Work to be completed:
Show each line below that contains the word "foliage", copying the whole line.

## begin Available data

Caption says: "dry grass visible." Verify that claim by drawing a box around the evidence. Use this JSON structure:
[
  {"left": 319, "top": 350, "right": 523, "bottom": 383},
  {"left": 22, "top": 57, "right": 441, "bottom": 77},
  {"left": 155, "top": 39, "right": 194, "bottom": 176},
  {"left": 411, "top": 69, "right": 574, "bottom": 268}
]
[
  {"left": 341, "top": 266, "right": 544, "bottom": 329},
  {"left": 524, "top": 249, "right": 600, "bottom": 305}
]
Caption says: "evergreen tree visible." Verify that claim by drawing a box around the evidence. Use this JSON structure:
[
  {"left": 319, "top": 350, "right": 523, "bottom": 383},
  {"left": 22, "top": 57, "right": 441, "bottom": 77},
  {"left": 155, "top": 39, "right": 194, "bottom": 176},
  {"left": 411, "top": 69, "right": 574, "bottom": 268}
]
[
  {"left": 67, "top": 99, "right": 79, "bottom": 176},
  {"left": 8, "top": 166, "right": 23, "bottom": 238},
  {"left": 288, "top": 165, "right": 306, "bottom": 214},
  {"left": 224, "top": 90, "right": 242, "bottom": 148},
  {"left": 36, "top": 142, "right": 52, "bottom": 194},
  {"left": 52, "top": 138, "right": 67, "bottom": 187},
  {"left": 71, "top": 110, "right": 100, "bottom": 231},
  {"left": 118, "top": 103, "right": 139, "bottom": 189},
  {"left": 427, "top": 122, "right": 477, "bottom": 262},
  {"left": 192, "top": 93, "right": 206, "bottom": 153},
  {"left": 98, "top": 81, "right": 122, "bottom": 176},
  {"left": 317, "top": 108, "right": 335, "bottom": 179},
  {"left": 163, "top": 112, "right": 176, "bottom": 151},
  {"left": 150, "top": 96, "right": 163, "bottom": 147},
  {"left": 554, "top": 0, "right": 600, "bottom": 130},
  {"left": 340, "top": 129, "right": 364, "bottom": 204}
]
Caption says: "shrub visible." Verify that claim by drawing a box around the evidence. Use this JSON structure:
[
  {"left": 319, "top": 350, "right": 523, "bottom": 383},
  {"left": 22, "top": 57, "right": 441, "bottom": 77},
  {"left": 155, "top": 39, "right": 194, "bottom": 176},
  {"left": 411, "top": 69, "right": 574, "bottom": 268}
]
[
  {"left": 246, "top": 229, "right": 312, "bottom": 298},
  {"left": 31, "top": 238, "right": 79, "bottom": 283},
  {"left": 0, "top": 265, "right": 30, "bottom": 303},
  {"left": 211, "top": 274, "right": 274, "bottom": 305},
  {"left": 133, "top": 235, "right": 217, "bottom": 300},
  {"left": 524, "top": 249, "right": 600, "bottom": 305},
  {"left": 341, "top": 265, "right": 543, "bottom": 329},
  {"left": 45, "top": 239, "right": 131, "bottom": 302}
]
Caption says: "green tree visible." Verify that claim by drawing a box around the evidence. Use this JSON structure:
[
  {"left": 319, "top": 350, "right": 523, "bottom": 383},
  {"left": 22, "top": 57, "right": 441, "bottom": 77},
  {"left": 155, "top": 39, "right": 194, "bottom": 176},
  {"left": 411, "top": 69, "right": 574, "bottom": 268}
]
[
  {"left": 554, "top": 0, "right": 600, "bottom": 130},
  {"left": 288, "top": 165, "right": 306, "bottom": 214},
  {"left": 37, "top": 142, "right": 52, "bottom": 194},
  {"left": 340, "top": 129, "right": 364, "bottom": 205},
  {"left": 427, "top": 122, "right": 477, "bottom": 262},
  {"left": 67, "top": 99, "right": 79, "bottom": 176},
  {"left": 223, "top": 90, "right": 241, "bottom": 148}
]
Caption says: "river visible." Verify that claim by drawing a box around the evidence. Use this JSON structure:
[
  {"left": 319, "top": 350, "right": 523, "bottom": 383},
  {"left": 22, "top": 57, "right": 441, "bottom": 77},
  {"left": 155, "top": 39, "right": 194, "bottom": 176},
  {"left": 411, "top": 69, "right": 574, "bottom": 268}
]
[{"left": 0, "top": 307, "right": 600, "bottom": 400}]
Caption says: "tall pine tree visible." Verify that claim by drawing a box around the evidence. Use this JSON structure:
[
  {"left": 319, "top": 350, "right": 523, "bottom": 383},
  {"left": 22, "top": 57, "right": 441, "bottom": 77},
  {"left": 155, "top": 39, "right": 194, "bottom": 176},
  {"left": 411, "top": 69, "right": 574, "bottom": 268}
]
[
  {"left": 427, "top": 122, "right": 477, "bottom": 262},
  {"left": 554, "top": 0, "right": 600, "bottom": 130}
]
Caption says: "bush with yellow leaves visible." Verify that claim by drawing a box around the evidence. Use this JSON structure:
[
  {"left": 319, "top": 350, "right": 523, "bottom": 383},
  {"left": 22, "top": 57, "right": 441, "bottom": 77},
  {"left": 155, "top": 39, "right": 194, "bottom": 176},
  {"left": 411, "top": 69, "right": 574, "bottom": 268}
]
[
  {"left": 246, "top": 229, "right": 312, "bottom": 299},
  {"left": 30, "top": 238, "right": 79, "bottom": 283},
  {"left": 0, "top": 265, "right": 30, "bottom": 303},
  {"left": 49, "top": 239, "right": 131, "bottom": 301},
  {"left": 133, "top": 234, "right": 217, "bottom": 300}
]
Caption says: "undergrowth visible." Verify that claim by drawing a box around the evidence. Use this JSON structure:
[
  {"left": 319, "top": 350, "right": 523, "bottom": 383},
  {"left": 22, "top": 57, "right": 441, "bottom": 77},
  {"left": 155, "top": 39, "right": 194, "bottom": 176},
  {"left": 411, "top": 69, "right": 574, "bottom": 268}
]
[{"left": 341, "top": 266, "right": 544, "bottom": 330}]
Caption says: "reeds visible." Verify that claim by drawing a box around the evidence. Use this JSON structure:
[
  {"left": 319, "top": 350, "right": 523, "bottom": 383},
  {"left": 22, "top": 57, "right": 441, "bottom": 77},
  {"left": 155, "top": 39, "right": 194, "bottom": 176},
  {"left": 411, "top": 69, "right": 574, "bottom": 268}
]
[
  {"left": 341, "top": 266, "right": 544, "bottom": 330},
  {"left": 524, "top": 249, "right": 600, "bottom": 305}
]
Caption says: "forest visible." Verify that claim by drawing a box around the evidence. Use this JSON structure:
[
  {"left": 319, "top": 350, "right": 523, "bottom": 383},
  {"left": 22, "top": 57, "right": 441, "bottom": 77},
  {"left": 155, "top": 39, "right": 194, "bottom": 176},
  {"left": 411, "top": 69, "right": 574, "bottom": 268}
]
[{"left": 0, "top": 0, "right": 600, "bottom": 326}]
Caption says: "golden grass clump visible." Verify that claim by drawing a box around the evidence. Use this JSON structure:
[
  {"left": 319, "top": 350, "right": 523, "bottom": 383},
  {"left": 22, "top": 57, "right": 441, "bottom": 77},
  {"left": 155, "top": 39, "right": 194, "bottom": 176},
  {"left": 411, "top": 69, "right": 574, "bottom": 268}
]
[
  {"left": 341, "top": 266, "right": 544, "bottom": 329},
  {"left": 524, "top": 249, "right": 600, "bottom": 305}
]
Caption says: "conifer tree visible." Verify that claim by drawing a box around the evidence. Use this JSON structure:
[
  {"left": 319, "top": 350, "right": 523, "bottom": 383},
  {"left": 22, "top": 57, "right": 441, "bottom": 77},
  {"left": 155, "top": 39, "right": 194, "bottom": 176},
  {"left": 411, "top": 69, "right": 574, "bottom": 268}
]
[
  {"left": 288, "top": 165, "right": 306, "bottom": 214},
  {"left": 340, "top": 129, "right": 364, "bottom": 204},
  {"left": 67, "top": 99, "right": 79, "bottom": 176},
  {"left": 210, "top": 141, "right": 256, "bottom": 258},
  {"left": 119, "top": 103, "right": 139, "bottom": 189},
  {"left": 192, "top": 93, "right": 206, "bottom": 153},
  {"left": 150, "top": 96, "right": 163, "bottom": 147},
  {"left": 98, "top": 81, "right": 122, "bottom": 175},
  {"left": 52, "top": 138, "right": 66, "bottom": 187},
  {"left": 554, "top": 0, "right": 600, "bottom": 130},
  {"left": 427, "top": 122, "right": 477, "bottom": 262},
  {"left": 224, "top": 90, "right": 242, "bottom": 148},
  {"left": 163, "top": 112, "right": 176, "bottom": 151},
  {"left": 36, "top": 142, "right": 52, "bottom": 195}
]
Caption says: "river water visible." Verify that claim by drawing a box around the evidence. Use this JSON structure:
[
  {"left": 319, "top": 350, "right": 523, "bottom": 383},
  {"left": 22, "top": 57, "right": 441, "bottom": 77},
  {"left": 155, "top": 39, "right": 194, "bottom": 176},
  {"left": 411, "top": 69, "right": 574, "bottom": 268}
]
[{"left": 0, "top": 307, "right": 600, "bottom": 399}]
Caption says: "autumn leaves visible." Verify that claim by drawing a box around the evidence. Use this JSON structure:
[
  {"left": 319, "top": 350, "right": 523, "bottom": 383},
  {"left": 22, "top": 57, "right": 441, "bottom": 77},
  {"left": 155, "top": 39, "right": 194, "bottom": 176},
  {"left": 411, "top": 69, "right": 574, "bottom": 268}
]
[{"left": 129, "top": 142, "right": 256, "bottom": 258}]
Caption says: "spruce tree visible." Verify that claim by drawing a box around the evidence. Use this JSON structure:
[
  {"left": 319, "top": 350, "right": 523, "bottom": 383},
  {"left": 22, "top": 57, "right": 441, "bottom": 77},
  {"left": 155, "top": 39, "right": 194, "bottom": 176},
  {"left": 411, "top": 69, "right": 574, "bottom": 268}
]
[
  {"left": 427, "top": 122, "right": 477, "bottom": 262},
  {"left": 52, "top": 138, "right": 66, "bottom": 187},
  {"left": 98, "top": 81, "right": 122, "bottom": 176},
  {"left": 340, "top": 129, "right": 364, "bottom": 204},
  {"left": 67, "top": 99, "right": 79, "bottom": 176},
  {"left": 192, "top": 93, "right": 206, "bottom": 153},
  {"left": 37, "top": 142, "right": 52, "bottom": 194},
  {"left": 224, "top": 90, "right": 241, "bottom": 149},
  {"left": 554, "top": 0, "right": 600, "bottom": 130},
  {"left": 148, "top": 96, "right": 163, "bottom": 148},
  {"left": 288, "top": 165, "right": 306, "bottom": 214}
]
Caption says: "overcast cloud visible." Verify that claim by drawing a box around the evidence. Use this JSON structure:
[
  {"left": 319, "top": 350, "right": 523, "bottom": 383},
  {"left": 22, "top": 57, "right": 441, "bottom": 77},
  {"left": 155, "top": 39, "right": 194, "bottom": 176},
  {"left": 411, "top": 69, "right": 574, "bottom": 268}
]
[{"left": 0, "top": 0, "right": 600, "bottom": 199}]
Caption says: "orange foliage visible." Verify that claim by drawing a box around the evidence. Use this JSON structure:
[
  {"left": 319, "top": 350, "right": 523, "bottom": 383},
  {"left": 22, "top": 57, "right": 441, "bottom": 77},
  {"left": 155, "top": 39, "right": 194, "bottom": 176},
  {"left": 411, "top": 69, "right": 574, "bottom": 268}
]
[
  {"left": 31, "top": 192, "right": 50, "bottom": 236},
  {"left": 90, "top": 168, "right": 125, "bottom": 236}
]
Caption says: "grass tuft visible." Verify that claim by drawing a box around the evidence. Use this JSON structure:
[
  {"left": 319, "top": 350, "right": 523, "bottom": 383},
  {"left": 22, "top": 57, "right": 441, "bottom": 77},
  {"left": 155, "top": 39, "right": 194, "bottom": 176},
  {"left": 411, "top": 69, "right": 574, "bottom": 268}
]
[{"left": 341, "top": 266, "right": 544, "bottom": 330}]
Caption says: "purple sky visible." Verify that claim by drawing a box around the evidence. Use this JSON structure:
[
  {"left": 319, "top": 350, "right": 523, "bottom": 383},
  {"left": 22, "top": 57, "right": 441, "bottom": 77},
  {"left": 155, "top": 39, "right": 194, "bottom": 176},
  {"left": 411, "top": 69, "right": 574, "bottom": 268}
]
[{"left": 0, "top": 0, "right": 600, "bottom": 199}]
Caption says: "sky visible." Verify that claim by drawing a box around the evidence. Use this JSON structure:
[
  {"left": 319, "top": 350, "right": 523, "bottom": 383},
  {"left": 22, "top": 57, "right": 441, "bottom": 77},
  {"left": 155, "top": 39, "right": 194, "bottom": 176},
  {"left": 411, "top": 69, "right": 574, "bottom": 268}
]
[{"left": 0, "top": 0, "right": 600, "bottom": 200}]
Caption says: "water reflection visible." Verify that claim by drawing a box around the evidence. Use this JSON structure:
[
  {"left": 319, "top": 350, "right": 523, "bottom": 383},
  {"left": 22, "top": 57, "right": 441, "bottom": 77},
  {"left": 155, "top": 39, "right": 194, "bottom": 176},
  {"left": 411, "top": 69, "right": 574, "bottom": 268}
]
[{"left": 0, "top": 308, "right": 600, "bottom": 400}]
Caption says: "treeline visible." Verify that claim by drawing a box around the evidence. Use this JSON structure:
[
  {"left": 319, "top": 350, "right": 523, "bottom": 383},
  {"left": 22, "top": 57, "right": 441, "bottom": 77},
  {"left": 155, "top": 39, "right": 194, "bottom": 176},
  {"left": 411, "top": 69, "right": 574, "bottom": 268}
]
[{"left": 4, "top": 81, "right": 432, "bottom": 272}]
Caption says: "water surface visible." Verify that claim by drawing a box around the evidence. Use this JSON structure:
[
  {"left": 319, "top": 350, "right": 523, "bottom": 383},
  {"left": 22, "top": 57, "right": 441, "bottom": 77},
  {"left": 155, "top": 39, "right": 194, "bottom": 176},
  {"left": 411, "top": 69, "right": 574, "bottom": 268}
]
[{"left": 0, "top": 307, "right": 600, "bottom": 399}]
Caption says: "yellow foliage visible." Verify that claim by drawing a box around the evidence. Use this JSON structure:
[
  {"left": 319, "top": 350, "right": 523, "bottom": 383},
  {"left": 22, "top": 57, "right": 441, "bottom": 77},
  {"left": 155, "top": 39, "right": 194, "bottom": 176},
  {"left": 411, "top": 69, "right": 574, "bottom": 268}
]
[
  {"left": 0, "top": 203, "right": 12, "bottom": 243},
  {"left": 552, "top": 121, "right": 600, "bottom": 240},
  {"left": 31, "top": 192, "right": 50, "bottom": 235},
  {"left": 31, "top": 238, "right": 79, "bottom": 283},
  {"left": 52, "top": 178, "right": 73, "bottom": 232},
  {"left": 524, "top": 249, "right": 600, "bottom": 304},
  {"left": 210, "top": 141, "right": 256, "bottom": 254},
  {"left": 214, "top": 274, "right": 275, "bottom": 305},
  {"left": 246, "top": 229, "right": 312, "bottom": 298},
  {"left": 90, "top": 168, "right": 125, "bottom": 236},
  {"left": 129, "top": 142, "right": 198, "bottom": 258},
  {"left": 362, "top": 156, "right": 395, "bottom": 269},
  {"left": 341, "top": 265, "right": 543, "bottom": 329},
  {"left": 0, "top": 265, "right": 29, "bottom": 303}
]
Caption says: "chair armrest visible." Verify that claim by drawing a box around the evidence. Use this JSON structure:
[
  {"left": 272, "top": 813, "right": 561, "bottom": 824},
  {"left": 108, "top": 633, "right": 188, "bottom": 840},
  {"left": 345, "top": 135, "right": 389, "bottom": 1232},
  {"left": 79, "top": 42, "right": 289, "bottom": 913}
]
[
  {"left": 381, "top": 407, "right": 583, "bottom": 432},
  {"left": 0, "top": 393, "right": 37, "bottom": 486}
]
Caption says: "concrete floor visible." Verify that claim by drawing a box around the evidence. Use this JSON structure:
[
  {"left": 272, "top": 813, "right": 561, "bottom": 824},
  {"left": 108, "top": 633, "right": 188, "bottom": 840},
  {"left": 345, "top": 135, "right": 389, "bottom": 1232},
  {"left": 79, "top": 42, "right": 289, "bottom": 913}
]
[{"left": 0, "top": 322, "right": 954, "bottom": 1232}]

## end Available data

Written answer:
Caption says: "orange foliage visible." Verify that claim by drawing a box around the evidence. Use this JSON structure:
Caption says: "yellow foliage visible." Verify that claim by drawing a box around the evidence. Use this JSON structure:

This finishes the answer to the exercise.